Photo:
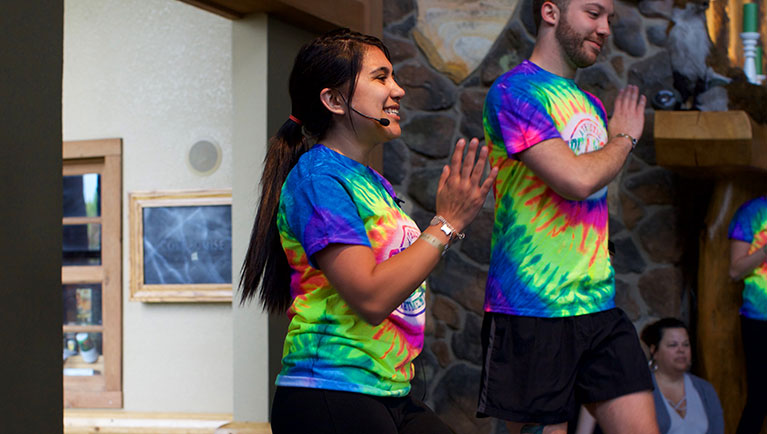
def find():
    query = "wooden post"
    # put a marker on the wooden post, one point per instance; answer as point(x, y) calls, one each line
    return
point(731, 148)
■ ■ ■
BRIEF: Rewrite the listing with every "wooden post" replaced by "timber post" and everything else unchanged. Omit the pictures from your output.

CORRECT ANSWER:
Photo:
def find():
    query = "timber post"
    # put a marker on the timber post, one point per instance; answer as point(x, y) calls, one each line
    return
point(731, 148)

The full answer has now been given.